### AIM OF THE EXERCISE
Give back exactly the lines spanning from the one containing "point: asphalt street" to the final line of the records below, and no others.

### DATA EXCERPTS

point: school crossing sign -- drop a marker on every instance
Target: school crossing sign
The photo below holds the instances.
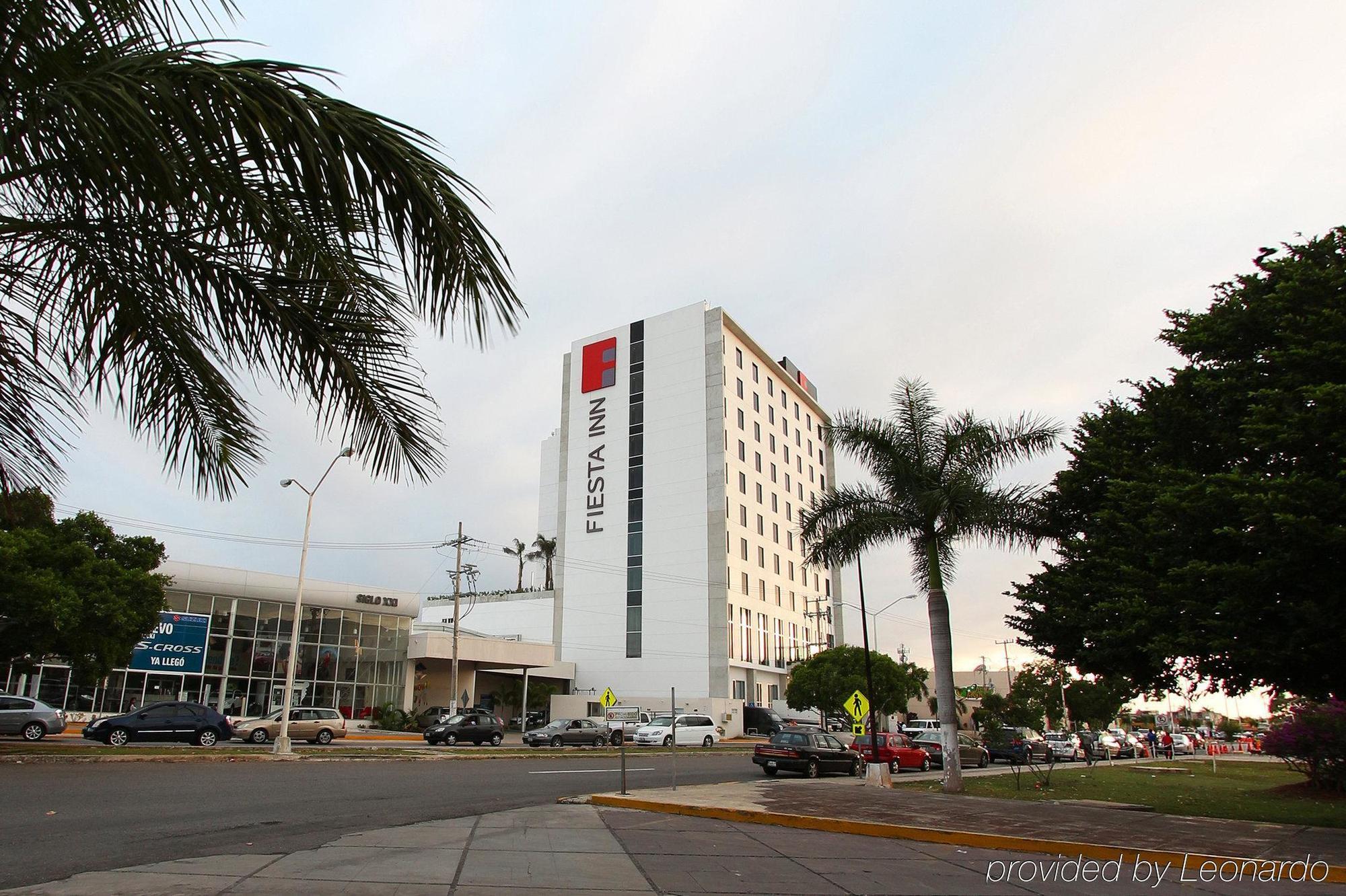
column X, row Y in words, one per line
column 176, row 645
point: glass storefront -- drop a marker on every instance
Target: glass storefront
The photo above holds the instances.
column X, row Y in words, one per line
column 349, row 660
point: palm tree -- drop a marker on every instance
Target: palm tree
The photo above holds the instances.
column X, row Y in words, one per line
column 524, row 556
column 174, row 221
column 547, row 551
column 933, row 490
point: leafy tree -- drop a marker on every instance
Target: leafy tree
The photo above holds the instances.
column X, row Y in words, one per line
column 828, row 677
column 522, row 552
column 174, row 220
column 935, row 490
column 547, row 551
column 1201, row 523
column 75, row 589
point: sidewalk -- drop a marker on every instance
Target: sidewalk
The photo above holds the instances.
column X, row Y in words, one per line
column 845, row 805
column 555, row 851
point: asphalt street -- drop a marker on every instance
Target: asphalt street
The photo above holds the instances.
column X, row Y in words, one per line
column 61, row 820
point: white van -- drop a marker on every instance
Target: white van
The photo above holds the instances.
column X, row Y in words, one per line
column 694, row 730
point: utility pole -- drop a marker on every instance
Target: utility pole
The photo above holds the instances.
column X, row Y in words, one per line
column 1009, row 672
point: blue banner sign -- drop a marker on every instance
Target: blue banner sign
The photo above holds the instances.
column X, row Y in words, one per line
column 177, row 645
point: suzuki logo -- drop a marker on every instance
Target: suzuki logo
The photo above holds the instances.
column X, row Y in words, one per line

### TASK OUTPUT
point: asphalt street -- drop a marker on every instance
Target: asphalt street
The photo above holds the instances.
column X, row Y in words, one per line
column 61, row 820
point: white van -- drop a marker on every instance
Target: white van
The photo above holds the instances.
column X, row Y in words, one per line
column 694, row 730
point: utility pole -- drop a marker on every instance
Target: utility pole
The photo above holds the instances.
column X, row Y in words, one per line
column 1009, row 672
point: blue banner sign -- drop a marker on every instance
Target: blue banner sign
The photo above holds the instances.
column X, row Y in words, one per line
column 177, row 645
point: suzuki logo -- drop a marker on every instance
Target: suzuki logo
The photo above holds the instances.
column X, row Y in words, one per line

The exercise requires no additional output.